*** Opening of Data supplied ***
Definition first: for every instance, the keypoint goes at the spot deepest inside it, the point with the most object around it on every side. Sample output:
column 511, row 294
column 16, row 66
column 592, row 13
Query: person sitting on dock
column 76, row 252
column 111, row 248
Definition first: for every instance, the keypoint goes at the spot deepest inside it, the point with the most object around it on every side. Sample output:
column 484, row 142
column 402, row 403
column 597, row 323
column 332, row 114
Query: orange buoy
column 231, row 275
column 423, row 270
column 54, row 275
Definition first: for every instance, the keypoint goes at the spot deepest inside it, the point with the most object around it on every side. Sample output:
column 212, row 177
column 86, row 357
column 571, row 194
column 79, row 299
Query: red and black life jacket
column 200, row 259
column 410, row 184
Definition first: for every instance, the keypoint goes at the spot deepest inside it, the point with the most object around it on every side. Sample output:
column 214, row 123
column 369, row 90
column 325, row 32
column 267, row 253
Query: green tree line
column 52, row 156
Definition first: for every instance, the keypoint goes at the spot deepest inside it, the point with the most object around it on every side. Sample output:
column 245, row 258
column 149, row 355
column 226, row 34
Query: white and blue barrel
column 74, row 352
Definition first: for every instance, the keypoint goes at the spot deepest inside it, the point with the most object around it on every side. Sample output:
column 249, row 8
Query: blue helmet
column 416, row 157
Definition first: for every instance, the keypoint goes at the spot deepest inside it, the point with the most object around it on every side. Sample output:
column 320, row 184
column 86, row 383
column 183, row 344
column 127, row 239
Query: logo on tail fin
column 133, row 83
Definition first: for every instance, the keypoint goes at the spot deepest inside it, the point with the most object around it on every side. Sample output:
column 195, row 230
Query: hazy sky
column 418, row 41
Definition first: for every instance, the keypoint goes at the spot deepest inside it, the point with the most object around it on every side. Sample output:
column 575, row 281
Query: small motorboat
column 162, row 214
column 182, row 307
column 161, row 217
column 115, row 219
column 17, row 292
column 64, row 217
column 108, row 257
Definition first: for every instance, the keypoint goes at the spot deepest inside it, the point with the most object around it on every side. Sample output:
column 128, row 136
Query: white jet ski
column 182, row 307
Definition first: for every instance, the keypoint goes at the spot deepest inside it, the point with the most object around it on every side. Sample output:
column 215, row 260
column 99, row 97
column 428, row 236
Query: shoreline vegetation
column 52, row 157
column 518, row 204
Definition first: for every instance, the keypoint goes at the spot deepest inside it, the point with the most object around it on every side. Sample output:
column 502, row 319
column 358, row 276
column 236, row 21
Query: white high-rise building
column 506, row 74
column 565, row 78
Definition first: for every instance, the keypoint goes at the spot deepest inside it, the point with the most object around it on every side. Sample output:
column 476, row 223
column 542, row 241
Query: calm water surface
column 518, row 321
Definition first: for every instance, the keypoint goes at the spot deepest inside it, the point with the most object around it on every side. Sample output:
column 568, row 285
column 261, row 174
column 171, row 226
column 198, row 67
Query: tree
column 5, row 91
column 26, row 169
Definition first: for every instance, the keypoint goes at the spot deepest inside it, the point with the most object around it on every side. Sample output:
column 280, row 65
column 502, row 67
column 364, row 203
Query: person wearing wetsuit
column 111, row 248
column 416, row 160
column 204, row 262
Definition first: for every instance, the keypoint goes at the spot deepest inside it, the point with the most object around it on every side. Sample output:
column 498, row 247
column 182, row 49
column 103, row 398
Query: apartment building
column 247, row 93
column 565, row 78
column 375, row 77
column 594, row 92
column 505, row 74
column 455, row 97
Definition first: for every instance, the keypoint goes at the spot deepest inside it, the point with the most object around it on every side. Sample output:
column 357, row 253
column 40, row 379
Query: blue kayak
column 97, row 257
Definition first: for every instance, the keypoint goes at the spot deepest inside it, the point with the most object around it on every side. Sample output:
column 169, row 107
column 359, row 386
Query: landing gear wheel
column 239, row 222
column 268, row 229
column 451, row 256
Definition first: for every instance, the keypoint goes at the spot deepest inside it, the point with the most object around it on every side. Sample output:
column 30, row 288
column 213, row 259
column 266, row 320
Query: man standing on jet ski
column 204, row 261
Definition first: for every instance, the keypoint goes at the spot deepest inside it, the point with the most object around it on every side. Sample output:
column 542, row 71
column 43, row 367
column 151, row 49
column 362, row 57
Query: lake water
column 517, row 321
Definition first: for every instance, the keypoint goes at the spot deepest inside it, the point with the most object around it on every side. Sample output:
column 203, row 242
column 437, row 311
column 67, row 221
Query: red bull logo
*** Close of Data supplied ***
Exactly as they appear, please write out the lines from the opening of the listing above down to the line containing "column 332, row 114", with both end lines included.

• Your response
Definition first: for every instance, the keypoint goes at the spot deepest inside it, the point with the most object around it on every side. Sample output:
column 511, row 294
column 16, row 66
column 592, row 13
Query: person sitting on dock
column 76, row 252
column 111, row 248
Definition first: for every instance, the keypoint goes at the spot deepest inside it, the point with the most object around it on every side. Sample output:
column 484, row 142
column 402, row 403
column 597, row 323
column 332, row 114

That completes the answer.